»»

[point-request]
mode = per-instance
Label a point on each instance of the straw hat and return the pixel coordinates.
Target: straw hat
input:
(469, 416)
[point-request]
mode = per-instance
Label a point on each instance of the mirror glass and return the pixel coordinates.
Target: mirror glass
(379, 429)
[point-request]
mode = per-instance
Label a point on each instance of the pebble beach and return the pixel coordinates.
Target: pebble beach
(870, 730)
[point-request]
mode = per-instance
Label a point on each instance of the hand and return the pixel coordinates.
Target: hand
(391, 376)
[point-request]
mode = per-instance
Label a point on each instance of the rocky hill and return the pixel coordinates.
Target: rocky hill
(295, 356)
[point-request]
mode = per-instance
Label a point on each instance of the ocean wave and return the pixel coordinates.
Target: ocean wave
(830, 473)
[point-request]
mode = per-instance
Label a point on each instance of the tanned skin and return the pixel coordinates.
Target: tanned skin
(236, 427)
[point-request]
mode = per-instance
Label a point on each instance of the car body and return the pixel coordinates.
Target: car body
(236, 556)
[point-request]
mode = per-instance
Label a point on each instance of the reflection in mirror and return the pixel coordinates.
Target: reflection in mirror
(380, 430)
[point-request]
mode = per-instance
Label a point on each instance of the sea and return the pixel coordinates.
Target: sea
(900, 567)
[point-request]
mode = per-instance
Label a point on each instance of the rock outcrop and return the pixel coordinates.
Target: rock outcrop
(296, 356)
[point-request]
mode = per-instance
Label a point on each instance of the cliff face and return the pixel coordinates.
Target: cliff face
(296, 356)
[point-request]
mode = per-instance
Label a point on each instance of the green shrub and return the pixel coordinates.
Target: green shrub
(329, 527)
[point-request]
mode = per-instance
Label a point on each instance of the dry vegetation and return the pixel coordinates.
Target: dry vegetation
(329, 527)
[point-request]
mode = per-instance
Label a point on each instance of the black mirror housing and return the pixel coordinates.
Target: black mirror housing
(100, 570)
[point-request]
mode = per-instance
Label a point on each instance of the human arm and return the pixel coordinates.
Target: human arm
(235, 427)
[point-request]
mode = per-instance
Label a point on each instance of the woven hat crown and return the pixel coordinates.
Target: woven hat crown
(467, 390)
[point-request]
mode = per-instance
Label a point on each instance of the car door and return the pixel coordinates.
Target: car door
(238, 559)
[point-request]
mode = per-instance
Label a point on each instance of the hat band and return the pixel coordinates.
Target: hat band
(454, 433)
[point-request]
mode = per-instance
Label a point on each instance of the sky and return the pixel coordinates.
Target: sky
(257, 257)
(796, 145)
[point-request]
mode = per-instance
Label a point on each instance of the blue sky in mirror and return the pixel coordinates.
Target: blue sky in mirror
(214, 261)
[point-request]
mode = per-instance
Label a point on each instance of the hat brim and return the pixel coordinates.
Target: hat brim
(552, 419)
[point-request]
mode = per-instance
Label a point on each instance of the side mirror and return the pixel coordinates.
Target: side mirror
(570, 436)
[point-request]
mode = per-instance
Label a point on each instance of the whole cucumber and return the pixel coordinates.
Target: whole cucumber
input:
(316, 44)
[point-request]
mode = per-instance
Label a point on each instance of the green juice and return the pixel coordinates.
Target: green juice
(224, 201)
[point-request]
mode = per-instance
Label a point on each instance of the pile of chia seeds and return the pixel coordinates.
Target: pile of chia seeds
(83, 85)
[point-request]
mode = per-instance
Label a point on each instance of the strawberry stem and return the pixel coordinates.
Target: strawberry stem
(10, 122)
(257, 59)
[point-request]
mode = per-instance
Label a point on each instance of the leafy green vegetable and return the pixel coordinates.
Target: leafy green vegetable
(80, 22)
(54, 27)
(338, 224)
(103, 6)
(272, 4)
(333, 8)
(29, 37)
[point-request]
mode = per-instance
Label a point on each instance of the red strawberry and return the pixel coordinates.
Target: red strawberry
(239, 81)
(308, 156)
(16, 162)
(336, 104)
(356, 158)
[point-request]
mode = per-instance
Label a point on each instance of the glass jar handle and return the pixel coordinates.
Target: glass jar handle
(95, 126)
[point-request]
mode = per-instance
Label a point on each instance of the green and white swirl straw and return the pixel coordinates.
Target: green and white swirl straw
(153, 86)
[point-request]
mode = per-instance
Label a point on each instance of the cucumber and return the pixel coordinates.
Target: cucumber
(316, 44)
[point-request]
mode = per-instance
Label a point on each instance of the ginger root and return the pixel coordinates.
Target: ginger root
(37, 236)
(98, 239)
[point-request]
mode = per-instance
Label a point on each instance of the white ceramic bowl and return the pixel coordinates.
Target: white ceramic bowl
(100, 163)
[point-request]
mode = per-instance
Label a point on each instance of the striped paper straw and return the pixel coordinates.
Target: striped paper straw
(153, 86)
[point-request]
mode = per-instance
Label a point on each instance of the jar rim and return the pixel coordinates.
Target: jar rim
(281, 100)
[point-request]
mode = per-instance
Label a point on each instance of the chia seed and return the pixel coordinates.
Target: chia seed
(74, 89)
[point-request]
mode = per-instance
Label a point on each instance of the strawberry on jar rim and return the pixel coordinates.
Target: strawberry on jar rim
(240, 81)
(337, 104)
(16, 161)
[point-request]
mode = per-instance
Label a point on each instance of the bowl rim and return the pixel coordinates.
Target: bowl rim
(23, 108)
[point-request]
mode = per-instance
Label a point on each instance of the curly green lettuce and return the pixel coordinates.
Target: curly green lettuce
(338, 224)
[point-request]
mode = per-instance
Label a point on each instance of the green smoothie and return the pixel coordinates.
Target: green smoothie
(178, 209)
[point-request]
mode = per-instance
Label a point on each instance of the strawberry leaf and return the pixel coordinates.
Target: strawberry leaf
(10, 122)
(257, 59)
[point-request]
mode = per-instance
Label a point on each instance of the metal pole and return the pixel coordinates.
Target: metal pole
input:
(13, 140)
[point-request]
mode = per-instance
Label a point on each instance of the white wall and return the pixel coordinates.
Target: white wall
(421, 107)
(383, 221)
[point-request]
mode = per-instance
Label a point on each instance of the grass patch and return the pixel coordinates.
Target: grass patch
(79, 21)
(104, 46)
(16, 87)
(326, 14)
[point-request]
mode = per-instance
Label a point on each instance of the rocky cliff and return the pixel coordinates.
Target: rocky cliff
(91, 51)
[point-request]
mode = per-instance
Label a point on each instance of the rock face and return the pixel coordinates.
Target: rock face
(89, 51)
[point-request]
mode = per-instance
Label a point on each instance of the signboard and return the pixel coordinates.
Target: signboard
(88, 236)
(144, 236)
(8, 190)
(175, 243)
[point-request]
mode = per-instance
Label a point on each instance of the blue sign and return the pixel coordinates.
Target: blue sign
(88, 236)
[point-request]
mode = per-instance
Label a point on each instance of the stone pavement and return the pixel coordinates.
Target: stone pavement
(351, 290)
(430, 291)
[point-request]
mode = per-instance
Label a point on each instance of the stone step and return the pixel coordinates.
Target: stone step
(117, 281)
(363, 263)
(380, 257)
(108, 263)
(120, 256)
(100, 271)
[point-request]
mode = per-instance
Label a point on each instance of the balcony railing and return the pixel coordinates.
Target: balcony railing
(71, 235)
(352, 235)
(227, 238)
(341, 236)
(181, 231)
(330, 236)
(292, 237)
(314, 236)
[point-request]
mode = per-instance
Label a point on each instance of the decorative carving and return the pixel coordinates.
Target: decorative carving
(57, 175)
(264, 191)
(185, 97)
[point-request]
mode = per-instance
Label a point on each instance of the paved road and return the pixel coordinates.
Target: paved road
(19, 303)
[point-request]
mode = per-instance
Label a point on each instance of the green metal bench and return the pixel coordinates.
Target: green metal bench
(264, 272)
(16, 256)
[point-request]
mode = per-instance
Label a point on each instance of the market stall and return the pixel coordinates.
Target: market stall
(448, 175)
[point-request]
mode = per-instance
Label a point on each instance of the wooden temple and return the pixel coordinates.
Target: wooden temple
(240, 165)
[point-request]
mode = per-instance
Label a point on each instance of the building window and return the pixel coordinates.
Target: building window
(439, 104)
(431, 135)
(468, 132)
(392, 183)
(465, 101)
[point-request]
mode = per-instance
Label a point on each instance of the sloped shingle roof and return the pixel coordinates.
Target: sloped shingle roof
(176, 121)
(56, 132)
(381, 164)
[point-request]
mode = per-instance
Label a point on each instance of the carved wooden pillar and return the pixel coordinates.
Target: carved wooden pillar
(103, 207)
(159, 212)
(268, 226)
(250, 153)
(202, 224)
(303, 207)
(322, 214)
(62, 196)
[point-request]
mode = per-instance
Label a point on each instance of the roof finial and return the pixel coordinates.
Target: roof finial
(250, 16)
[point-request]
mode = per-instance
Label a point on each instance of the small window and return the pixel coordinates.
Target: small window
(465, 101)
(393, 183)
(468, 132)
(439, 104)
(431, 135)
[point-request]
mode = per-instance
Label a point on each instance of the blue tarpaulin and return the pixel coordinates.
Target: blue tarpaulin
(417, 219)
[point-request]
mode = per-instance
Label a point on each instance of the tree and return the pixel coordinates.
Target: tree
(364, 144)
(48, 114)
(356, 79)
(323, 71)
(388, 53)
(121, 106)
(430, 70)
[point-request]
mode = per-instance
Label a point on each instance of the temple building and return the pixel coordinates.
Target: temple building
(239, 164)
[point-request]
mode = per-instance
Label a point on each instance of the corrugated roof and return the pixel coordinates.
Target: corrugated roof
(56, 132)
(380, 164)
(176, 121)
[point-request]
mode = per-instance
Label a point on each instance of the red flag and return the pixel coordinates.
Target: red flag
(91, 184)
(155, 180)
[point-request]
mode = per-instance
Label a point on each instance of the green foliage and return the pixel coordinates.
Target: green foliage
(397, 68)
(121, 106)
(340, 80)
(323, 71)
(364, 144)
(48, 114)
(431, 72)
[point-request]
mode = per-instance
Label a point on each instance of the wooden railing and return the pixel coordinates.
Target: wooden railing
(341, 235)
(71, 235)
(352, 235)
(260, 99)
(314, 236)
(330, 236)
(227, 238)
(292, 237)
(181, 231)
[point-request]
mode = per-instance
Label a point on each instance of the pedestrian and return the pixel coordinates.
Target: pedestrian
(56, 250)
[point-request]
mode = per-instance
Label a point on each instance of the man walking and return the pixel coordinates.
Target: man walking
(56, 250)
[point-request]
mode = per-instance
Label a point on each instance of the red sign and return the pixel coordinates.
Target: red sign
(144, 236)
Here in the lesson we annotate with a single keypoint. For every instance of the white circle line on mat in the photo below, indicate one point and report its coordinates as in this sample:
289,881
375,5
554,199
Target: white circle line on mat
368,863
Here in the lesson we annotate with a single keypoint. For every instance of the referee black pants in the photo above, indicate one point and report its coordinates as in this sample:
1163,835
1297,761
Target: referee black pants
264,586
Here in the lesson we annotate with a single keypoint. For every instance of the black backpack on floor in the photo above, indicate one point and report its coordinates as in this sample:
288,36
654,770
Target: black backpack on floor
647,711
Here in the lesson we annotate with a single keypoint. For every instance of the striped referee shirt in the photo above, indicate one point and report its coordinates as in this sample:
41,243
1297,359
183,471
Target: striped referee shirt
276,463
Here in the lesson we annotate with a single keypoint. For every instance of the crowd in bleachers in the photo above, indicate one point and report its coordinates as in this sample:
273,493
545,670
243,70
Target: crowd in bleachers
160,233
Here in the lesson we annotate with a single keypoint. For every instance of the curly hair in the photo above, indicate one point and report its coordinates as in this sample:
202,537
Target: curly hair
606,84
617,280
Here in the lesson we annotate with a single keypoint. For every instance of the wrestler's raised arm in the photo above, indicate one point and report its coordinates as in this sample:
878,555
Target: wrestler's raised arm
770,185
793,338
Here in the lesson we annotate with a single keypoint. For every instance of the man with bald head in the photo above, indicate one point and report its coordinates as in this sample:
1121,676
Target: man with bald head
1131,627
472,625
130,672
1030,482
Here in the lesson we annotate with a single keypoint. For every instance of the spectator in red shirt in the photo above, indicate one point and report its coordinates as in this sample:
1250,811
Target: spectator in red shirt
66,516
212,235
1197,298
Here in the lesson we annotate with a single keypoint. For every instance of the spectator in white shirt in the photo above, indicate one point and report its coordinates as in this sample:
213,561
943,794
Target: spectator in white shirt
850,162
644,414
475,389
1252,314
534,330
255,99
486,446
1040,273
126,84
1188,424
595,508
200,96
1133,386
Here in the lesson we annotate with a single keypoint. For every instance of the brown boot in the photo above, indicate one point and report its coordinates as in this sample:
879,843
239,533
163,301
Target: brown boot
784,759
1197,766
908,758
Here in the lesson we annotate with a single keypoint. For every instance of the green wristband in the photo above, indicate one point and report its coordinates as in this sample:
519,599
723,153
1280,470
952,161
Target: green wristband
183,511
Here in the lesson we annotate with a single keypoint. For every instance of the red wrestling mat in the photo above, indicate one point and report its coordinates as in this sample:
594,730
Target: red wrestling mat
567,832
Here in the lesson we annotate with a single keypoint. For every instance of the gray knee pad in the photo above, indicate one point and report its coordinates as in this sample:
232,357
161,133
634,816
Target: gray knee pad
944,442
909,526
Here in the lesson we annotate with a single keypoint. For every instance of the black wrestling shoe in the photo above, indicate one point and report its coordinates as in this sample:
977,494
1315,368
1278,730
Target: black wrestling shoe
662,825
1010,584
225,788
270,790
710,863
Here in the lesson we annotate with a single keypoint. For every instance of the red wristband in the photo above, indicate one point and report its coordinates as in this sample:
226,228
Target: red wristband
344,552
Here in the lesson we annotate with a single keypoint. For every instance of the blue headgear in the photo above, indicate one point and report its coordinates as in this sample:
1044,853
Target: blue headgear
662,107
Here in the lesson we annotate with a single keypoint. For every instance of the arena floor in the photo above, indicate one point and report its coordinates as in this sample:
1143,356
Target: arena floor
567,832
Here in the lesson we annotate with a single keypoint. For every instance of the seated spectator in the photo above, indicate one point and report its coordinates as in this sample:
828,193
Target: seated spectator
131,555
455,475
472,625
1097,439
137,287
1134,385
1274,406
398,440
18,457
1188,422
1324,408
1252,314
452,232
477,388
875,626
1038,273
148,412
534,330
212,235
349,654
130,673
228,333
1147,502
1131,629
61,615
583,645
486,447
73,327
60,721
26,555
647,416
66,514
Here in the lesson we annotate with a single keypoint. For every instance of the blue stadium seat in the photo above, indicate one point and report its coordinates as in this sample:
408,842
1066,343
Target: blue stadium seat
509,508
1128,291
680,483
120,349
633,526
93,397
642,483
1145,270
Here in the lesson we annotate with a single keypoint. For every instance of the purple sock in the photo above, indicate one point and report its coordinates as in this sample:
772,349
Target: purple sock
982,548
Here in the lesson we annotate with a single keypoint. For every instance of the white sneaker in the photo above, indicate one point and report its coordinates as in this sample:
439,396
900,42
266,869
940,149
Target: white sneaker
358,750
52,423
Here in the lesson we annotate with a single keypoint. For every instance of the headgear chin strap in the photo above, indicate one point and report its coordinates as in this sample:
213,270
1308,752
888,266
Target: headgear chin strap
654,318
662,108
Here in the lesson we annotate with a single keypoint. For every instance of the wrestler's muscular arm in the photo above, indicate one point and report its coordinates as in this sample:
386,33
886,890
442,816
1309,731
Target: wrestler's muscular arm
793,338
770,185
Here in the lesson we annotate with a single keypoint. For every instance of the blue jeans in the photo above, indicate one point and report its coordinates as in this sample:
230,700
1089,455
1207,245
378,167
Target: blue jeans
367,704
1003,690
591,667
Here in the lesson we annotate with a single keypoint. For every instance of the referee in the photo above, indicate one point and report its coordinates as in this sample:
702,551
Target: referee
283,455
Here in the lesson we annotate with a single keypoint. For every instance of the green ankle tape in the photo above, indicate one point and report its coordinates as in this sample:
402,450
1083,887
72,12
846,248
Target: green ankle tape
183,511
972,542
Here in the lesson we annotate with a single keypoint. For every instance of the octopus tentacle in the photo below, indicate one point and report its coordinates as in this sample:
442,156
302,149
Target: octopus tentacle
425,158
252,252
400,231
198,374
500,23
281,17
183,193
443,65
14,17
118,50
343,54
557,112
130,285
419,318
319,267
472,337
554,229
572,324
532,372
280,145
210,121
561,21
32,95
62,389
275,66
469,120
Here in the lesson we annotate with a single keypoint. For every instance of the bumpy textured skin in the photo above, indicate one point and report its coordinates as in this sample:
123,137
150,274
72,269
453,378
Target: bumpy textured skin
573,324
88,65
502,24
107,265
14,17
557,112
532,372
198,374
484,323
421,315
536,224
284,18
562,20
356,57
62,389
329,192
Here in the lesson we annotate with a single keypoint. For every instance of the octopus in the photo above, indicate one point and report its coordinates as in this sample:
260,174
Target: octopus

««

### EXERCISE DIRECTIONS
Only the lines above from the one with "Target: small window" through the one with "Label a point on each instance of the corrugated" should be duplicated, character for character.

### EXERCISE RESPONSE
Target: small window
(465, 101)
(393, 183)
(468, 132)
(439, 104)
(431, 135)
[point-request]
mode = per-instance
Label a point on each instance of the blue tarpaulin and return the pixel coordinates.
Target: blue tarpaulin
(417, 219)
[point-request]
mode = per-instance
Label a point on each instance of the tree and return the pixel coordinates.
Target: tree
(364, 144)
(48, 114)
(356, 79)
(323, 71)
(388, 53)
(121, 106)
(430, 70)
[point-request]
mode = per-instance
Label a point on each instance of the temple building and return the pixel coordinates.
Target: temple building
(239, 164)
[point-request]
mode = per-instance
Label a point on each instance of the corrugated roof and return the pixel coordinates.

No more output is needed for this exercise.